-------- DATA FOR THIS TASK --------

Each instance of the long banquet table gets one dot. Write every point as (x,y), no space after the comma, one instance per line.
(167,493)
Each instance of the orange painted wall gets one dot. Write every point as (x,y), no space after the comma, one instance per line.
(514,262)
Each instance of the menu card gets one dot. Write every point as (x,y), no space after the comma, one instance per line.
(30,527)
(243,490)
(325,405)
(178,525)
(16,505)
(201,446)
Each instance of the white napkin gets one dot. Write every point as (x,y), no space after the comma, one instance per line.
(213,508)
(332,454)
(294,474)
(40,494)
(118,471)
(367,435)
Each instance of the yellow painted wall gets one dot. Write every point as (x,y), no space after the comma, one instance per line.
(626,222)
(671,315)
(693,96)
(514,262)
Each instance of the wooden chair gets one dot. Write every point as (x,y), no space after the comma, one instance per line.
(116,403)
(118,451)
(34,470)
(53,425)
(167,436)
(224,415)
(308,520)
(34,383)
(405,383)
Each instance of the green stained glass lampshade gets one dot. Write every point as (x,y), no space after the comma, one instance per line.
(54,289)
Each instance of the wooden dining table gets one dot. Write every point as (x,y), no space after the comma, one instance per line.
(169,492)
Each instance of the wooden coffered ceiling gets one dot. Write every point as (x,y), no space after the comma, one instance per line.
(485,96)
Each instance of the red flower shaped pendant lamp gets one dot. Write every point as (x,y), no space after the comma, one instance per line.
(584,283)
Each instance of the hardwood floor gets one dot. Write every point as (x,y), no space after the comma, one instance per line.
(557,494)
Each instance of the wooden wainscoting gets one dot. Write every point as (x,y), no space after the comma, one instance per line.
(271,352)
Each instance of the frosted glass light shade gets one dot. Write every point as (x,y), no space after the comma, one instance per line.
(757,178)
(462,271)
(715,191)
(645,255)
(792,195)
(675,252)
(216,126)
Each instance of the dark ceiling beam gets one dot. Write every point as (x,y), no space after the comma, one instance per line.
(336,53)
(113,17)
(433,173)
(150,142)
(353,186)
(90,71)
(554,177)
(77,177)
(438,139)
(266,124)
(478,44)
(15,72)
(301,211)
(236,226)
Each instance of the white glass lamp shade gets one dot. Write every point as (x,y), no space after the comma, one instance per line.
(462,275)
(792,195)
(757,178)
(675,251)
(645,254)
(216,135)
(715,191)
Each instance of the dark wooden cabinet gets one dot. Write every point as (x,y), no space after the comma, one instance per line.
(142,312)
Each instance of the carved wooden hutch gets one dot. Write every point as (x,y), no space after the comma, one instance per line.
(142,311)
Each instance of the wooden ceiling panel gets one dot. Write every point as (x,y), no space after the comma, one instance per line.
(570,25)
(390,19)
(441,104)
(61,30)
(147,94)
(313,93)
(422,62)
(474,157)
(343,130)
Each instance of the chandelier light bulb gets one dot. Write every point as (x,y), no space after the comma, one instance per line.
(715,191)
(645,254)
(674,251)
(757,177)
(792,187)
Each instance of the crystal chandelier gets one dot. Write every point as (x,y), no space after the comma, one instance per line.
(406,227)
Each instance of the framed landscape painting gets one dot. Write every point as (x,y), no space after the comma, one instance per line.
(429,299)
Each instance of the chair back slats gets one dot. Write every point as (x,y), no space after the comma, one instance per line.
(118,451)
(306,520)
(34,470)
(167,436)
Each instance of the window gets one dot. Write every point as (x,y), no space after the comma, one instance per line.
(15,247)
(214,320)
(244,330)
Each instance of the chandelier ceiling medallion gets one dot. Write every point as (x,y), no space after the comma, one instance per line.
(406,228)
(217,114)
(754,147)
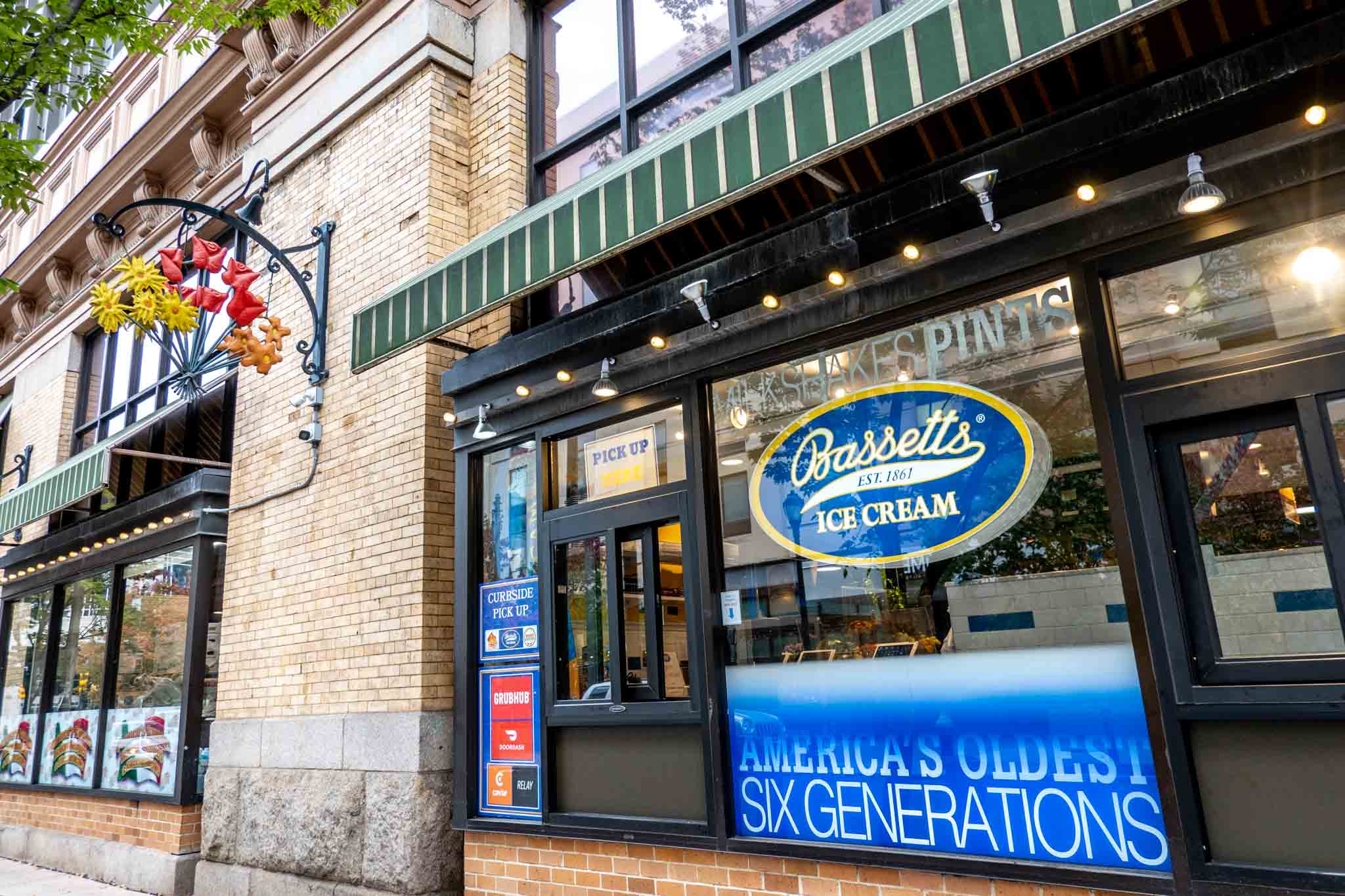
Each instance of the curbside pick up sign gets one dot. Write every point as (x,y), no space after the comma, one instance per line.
(903,471)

--------

▶ TASK DESCRIPTION: Output the records verbatim without pictures.

▶ YOUR SOLUTION:
Each instance of the long banquet table gets one dot. Write every point as (x,y), no space after the comma, one instance per line.
(167,493)
Each instance of the orange painted wall gets one dot. Write every point as (x,y), no space after the comma, one instance per line.
(514,262)
Each instance of the menu card gets one dot. Write every point as (x,y), no space after the comma, one instance per line.
(30,527)
(243,490)
(325,405)
(178,525)
(16,505)
(201,446)
Each instance of the white napkin gets one dot. Write every point as (x,y), no space after the comma, one instance per line.
(213,508)
(332,454)
(294,474)
(40,494)
(118,471)
(367,435)
Each instance of the yellow painted wall gets one dot. Write every point as (x,y), no space after the comma, one instance per line.
(626,222)
(671,315)
(693,96)
(514,262)
Each instance of the wooden chair gets one dot. Write every point as (x,y), no space after the comma, one instance per line.
(116,403)
(118,451)
(34,470)
(53,425)
(167,436)
(224,415)
(308,520)
(34,383)
(405,383)
Each instance of the green stained glass lampshade gets one dot. Write every point as (x,y), no space after the comma, one instance per line.
(54,289)
Each instance of the wooden dining table gets one dot. Write every point as (x,y), no space after the comma, one instance per line.
(169,492)
Each instance of the wooden coffered ceiling gets one dot. Write every point as (x,y), no space after the comma, one instance per line.
(485,96)
Each instance of the red flower shaped pendant lamp gets one dot. Write every point as (x,y), no space after the comma, one instance per line.
(584,283)
Each instance of the hardwood floor gets one dot. Write every point as (x,y), no space after the comma, one instance per line.
(557,494)
Each instance of the wooden wainscoting gets one dot. Write every point as (x,y), no space after the comma, one instance per line.
(271,352)
Each instance of the frosted glass light shade gets one dot. Write every point as (x,y), no space after the comma, one instance per line.
(757,178)
(462,271)
(715,191)
(645,255)
(792,195)
(675,252)
(216,126)
Each instance of the dark ceiling beam gets one dot. Write every point as (x,y), no space after the comma, one instance per line.
(336,53)
(113,17)
(433,173)
(150,142)
(353,186)
(90,71)
(554,177)
(77,177)
(438,139)
(266,124)
(478,44)
(15,72)
(301,211)
(236,226)
Each instance of the white glass lamp shade gets one dot. Write every point as (x,y), no space after the comma, one instance per line.
(462,275)
(792,195)
(757,178)
(675,251)
(645,254)
(216,135)
(715,191)
Each instance of the dark wooden cabinet gets one dot. Write every point as (x,y), no space after the comma, one instance per line.
(142,312)
Each instance of the carved wooden hutch gets one dot. Write every point as (x,y), no space after the comma, one instance per line.
(142,311)
Each instance of the wooden ceiling panel gets one dot. Write every point as (x,y), no space after the comma, one instance per line.
(570,25)
(390,19)
(441,104)
(61,30)
(147,94)
(313,93)
(422,62)
(474,157)
(343,130)
Each instance of the chandelier light bulb gets one dot. Write every point as (x,y), no space after the comma, one instance per line.
(715,191)
(645,254)
(674,251)
(757,177)
(792,187)
Each instance of the crystal chandelier gets one dot. Write every point as (x,y), no space after the comma, one instance per line.
(406,227)
Each instance of the framed landscape painting gets one dot. Write every point as (x,y), no space after the comma, one instance per line.
(429,299)
Each instance of the chair back slats gets one dot. Write every point as (x,y), no space after the comma, one instance per line.
(118,451)
(306,520)
(34,470)
(167,436)
Each instance of the window gets one dot. Write every point as (x,y), no space after the comma, one instance per line.
(15,247)
(214,320)
(244,330)
Each instance of the chandelier ceiling medallion gets one dot. Write every point as (x,y), no space after the comma, one instance per line.
(406,228)
(217,114)
(754,147)
Each instance of the curbside pick up sign gets one dot. Write every point as (x,y), no space after the comma, one instance per line.
(903,471)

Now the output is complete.